Source text:
Content starts

Spenser Heaps, Deseret News
Spenser Heaps, Deseret News

‘We have divided into strange little sub groups’

The neighbor’s request to remain anonymous is partly due to a shared fear among the community that Chad Daybell could be acquitted, and that his followers are still out there.

“You didn’t know who is believing in this stuff,” they said, referring to the obscure doomsday beliefs espoused by Daybell in his numerous books and lectures. It’s now widely reported that Chad and Lori, as they’re referred to here, viewed certain people as “zombies,” consumed by “darkness.” Death, they said, was the only path to light.

“We’re LDS (Latter-day Saints),” the neighbor said, “and we don’t believe in any of this stuff. That was shocking, when we heard they were holding meetings over there. I thought, what?”

Content ends

[Collected data entries]
Content starts

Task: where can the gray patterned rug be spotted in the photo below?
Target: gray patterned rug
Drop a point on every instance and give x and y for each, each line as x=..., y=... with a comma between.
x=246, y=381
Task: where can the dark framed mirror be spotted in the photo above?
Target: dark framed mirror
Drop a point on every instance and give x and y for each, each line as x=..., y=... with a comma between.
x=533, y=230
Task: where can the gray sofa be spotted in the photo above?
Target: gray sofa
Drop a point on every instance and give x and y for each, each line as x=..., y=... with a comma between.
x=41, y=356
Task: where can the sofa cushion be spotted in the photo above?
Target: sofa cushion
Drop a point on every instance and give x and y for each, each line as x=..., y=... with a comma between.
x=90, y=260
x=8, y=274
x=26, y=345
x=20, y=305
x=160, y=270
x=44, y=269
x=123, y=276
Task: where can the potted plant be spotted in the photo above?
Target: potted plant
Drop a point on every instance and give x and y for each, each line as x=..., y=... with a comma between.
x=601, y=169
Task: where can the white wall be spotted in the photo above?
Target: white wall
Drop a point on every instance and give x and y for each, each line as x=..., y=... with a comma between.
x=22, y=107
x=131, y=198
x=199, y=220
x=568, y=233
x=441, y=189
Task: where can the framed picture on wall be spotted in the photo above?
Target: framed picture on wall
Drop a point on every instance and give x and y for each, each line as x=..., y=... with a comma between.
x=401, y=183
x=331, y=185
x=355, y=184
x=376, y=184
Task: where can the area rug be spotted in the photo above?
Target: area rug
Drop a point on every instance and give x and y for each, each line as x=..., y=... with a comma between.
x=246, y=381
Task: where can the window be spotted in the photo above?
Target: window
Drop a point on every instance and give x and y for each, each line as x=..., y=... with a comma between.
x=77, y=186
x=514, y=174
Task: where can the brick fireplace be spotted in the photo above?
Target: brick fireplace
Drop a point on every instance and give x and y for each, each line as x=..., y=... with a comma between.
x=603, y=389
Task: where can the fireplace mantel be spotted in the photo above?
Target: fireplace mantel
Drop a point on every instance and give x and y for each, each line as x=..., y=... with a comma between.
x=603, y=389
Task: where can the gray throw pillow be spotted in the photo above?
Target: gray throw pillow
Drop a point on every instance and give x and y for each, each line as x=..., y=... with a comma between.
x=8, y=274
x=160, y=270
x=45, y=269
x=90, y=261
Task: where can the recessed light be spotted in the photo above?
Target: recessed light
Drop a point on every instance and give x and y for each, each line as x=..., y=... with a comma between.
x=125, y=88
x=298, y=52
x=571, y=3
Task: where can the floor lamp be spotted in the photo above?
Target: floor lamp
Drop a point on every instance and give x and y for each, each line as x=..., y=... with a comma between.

Content ends

Exercise directions: List every individual person named in the text about the Daybell neighborhood.

Response to this task: Spenser Heaps, Chad Daybell, Lori